### The request
Can you extract the items from the line containing "The client would like the dreadlocks" up to and including the line containing "[229,308,262,407]", and reproduce those lines without a single change?

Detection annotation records
########################################

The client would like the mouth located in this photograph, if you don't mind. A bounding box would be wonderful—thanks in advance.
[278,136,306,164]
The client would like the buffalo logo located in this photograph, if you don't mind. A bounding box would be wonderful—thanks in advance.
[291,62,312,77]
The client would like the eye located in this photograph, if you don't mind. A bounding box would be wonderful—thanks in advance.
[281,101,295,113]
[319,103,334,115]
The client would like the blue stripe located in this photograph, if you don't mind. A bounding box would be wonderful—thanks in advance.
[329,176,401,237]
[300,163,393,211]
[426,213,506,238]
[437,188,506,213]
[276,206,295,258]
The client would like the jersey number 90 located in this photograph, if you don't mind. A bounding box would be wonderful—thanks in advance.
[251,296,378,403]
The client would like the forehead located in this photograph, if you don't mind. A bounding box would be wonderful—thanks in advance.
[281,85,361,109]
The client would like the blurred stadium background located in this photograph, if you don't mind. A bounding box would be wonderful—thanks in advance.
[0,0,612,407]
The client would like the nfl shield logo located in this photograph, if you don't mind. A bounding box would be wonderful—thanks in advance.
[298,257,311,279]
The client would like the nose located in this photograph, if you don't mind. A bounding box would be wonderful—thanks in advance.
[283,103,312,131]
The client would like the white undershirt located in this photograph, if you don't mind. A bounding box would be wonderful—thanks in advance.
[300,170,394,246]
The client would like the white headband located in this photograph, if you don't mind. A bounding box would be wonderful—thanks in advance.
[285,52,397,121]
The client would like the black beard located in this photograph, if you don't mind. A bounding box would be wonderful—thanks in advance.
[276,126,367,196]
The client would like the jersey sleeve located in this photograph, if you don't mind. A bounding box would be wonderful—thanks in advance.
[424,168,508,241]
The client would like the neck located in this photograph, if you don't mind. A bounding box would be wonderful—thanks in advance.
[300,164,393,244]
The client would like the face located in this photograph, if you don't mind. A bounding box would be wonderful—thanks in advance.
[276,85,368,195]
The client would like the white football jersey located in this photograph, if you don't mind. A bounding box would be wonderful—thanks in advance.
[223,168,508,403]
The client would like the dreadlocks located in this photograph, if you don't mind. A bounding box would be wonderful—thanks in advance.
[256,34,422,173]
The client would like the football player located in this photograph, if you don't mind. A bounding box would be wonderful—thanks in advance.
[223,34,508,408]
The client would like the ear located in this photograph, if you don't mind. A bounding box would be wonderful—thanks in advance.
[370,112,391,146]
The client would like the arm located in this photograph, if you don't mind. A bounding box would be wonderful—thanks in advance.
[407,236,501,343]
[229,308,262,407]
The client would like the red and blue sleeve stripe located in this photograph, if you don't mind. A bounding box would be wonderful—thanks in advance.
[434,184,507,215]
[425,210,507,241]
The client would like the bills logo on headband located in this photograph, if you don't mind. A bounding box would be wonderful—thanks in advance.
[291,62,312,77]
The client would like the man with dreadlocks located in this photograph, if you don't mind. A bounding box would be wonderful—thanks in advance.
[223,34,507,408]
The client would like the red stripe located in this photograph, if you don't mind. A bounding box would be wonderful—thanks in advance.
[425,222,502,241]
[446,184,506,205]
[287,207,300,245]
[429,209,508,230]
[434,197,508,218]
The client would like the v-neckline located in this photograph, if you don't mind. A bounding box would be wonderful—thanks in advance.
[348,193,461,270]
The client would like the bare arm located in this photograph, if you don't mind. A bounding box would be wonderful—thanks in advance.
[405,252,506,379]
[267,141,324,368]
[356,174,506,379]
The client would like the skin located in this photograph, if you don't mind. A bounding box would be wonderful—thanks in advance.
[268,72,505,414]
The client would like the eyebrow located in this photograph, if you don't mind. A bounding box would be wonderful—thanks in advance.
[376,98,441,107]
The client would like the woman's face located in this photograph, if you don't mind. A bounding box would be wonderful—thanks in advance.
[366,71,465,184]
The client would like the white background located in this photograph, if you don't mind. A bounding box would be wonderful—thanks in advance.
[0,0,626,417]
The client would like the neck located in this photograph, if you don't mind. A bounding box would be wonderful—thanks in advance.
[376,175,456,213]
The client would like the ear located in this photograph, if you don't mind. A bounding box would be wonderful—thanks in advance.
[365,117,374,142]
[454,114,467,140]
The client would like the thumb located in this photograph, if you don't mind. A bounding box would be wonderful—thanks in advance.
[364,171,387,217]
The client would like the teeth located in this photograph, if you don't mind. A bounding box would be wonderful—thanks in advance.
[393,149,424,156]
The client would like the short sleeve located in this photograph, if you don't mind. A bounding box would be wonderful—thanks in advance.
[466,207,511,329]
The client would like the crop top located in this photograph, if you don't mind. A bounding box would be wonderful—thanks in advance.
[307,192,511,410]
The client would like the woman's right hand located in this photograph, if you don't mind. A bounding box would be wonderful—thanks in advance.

########################################

### Response below
The client would like the dreadlocks located in this photograph, if you don't mind. A bounding box would be wonderful—thanks in advance.
[256,34,422,173]
The client would like the football player located in this photograph, if you don't mind. A bounding box would be wonderful—thanks in advance.
[223,34,508,408]
The client would like the ear located in this photograph, if you don't mind. A bounding box would be wonderful—thanks in advance.
[370,112,391,146]
The client would like the arm located in this photograph, if you don't mind. A bounding box would be wonderful—thanks in advance.
[407,236,501,343]
[229,308,262,407]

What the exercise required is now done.